▸ **所给文段**:
•••

看一下点云聚类的代码，默认使用DBSCAN算法：

import os
from tqdm import tqdm
import numpy as np
import cv2 as cv
from sklearn.cluster import DBSCAN
import yaml
import utils
kitti_cfg = yaml.load(open('./config/kitti.yaml', 'r'), Loader=yaml.Loader)
kitti_merge_data_dir = kitti_cfg['KITTI_merge_data_dir']
dst_low_cost_label_dir = os.path.join(kitti_cfg['root_dir'], 'low_cost/label_2')
def obtain_cluster_box(l_3d, l_2d, seg_bbox_path, seg_mask_path, P2, wh_range, mask_conf):
    bbox2d = np.loadtxt(seg_bbox_path).reshape(-1, 5)
    bbox_mask = (np.load(seg_mask_path))['masks']
    _, h, w = bbox_mask.shape
    fov_ind = (l_3d[:, 2] > 0) & (l_2d[:, 0] > 0) & (l_2d[:, 1] > 0) & (l_2d[:, 0] < w-1) & (l_2d[:, 1] < h-1)
    l_3d, l_2d = l_3d[fov_ind], l_2d[fov_ind]
    label = []
    for index, b in enumerate(bbox2d):
        if b[-1] < mask_conf:
            continue
        bbox2d_2 = bbox_mask[index]
        bbox2d_2[bbox2d_2 < 0.7] = 0
        bbox2d_2[bbox2d_2 >= 0.7] = 1
        ind = bbox2d_2[l_2d[:, 1], l_2d[:, 0]].astype(np.bool)
        cam_points = l_3d[ind]
        if len(cam_points) < 10:
            continue
        cluster_index = DBSCAN(eps=0.8, min_samples=10, n_jobs=-1).fit_predict(cam_points)
        cam_points = cam_points[cluster_index > -1]
        cluster_index = cluster_index[cluster_index > -1]
        if len(cam_points) < 10:
            continue
        cluster_set = set(cluster_index[cluster_index > -1])
        cluster_sum = np.array([len(cam_points[cluster_index == i]) for i in cluster_set])
        cam_points = cam_points[cluster_index == np.argmax(cluster_sum)]
        rect = cv.minAreaRect(np.array([(cam_points[:, [0, 2]]).astype(np.float32)]))
        (l_t_x, l_t_z), (w, l), rot = rect
        if w > l:
            w, l = l, w
            rot = 90 + rot
        if w > wh_range[0] and w < wh_range[1] and l > wh_range[2] and l < wh_range[3]:
            rect = ((l_t_x, l_t_z), (w, l), rot)
            box = cv.boxPoints(rect)
            h = np.max(cam_points[:, 1]) - np.min(cam_points[:, 1])
            y_center = np.mean(cam_points[:, 1])
            y = y_center + h / 2
            x, z = np.mean(box[:, 0]), np.mean(box[:, 1])

•••

数据条目:
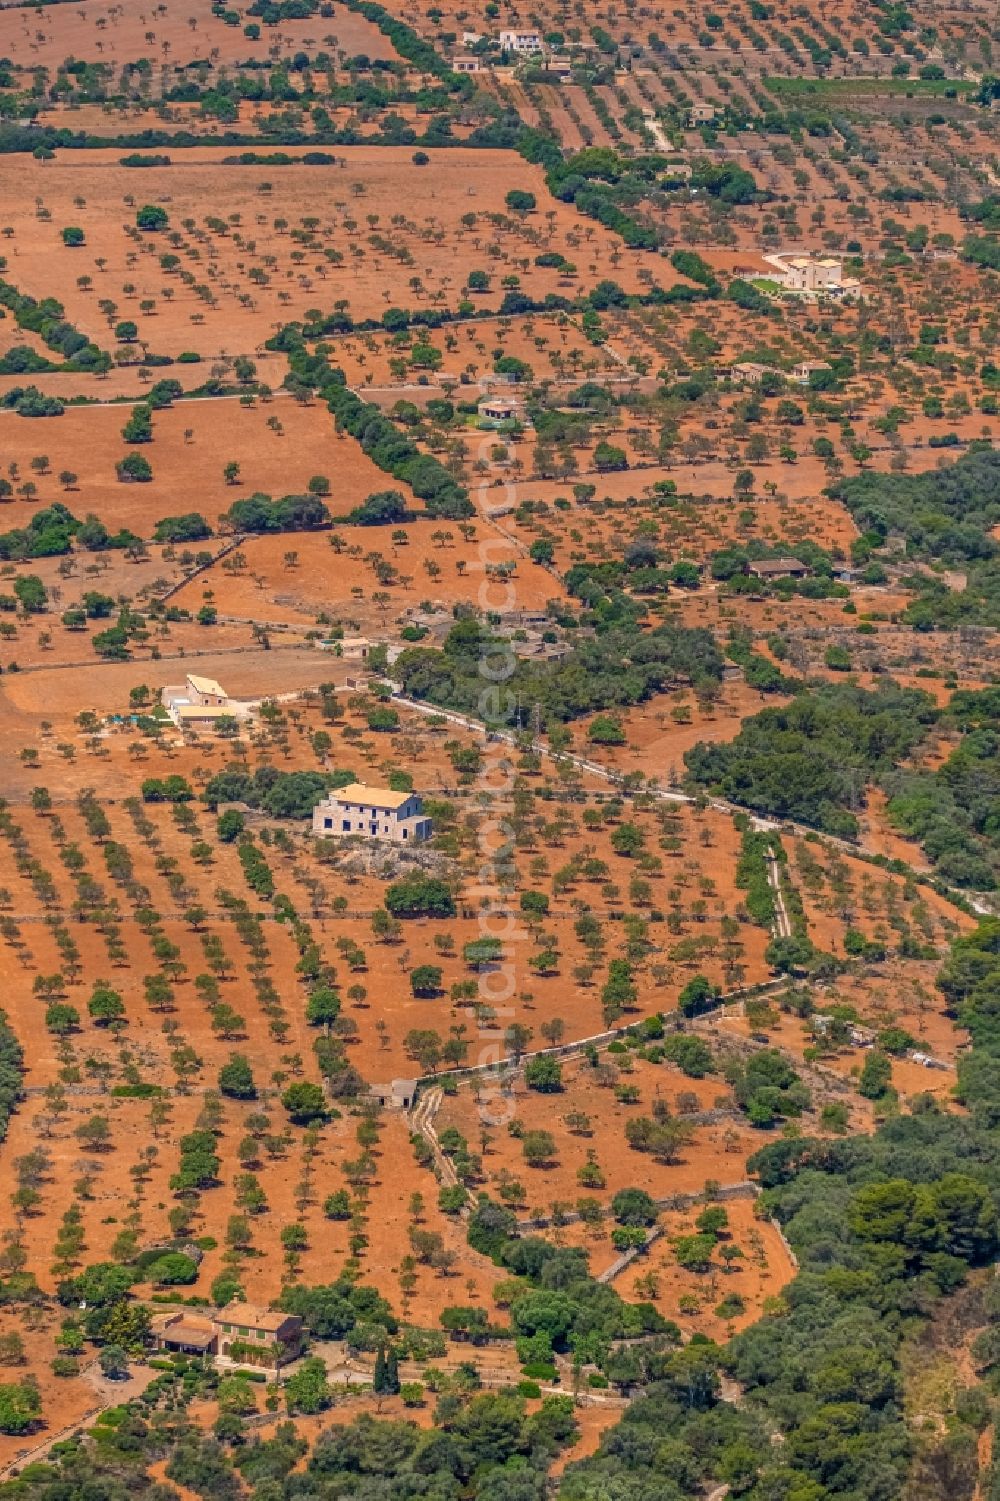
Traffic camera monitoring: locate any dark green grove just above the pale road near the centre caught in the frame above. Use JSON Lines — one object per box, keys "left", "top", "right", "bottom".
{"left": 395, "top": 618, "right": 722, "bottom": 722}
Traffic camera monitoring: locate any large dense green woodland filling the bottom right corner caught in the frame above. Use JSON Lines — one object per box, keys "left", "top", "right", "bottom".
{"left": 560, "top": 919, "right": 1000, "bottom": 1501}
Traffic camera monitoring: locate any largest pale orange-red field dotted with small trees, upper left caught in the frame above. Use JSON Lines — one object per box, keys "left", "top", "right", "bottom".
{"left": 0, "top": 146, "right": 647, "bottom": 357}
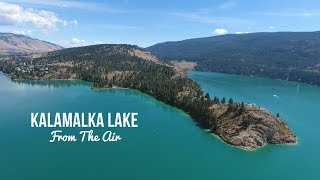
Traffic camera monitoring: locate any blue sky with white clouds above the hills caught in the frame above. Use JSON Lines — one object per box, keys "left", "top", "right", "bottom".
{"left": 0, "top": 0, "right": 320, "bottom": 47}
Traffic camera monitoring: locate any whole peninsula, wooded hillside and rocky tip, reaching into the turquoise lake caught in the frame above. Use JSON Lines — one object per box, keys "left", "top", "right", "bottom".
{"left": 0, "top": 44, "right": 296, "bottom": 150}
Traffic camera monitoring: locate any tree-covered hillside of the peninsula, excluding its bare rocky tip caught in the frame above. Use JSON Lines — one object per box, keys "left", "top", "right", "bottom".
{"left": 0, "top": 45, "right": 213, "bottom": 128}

•••

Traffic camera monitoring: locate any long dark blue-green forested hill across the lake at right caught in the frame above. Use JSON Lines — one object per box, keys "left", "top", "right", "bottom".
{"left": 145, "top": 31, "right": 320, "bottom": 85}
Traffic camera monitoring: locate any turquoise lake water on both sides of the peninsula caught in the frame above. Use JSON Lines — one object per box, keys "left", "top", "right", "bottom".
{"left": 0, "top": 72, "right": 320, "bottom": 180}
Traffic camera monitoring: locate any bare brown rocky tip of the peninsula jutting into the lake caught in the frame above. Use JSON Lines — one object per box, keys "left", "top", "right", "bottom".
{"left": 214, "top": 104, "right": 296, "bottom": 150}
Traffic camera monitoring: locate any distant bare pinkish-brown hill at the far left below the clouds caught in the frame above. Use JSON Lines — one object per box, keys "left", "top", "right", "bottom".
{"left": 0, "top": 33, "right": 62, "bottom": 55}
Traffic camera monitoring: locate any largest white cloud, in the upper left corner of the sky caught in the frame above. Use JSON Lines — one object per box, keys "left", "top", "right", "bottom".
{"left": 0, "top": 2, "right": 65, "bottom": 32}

•••

▸ **材料探究**:
1 > 请把点云聚类代码中"cluster_sum = np.array([len(cam_points[cluster_index"与"- np.min(cam_points[:, 1])"之间的部分（含这两处）重新写出，并将其中的"cluster_sum"替换为"cluster_sizes"。
2 > 从点云聚类代码所示的最后一行之后接着往下写。

▸ **逐题结果**:
1 >
cluster_sizes = np.array([len(cam_points[cluster_index == i]) for i in cluster_set])
        cam_points = cam_points[cluster_index == np.argmax(cluster_sizes)]
        rect = cv.minAreaRect(np.array([(cam_points[:, [0, 2]]).astype(np.float32)]))
        (l_t_x, l_t_z), (w, l), rot = rect
        if w > l:
            w, l = l, w
            rot = 90 + rot
        if w > wh_range[0] and w < wh_range[1] and l > wh_range[2] and l < wh_range[3]:
            rect = ((l_t_x, l_t_z), (w, l), rot)
            box = cv.boxPoints(rect)
            h = np.max(cam_points[:, 1]) - np.min(cam_points[:, 1])

2 >
            Ry = (-(np.pi / 2 - (-rot) / 180 * np.pi)) % (np.pi*2)
            if Ry > np.pi:
                Ry -= np.pi*2
            if Ry < -np.pi:
                Ry += np.pi*2
            c_3d = utils.corner_3d([h, w, l, x, y, z, Ry])
            c_2d = utils.convert_to_2d(c_3d, P2)
            bbox = [np.min(c_2d[:, 0]), np.min(c_2d[:, 1]),
                    np.max(c_2d[:, 0]), np.max(c_2d[:, 1])]
            res = np.array([bbox[0], bbox[1], bbox[2], bbox[3],
                              h, w, l, np.mean(box[:, 0]), y, np.mean(box[:, 1]), Ry])
            res = np.round(res, 2)
            label.append(['Car', '0', '0', '0'] + list(res))
    return np.array(label)
if __name__ == '__main__':
    wh_range = [1.2, 1.8, 3.2, 4.2]
    mask_conf = 0.9
    root_dir = kitti_merge_data_dir
    if not os.path.exists(dst_low_cost_label_dir):
        os.makedirs(dst_low_cost_label_dir)
    calib_dir = os.path.join(root_dir, 'calib')
    lidar_dir = os.path.join(root_dir, 'velodyne')
    seg_box_dir = os.path.join(root_dir, 'seg_bbox')
    seg_mask_dir = os.path.join(root_dir, 'seg_mask')
    train_id_path = os.path.join(root_dir, 'split/train.txt')
    train_id = np.loadtxt(train_id_path, dtype=str)
    for i, v in enumerate(tqdm(train_id)):
        lidar_path = os.path.join(lidar_dir, v+'.bin')
        calib_path = os.path.join(calib_dir, v+'.txt')
        seg_bbox_path = os.path.join(seg_box_dir, v+'.txt')
        seg_mask_path = os.path.join(seg_mask_dir, v+'.npz')
        dst_low_cost_label_path = os.path.join(dst_low_cost_label_dir, v+'.txt')
        # obtain and transform lidar points
        l_3d = np.fromfile(lidar_path, dtype=np.float32, count=-1).reshape([-1, 4])[:, :3]
        calibs = utils.parse_calib('3d', calib_path)
        l_3d = (calibs['l2i'] @ (np.concatenate([l_3d, np.ones_like(l_3d[:, :1])], axis=1)).T).T
        l_2d = (utils.convert_to_2d(l_3d, calibs['P2'])).astype(np.int32)
        if not os.path.exists(seg_bbox_path):
            np.savetxt(dst_low_cost_label_path, np.array([]), fmt='%s')
            continue
        low_cost_label = obtain_cluster_box(l_3d, l_2d, seg_bbox_path, seg_mask_path, calibs['P2'], wh_range, mask_conf)
        np.savetxt(dst_low_cost_label_path, low_cost_label, fmt='%s')

六、核心内容——高精度模式，小量标注数据生成精准标签

标注一小部分数据，监督训练点云3D目标检测模型，得到高精度的模型；模型预测的结果，作为较精准的3D标签。

首先使用LiDAR点云和相关的3D box注释，从头开始训练基于LiDAR的3D检测器。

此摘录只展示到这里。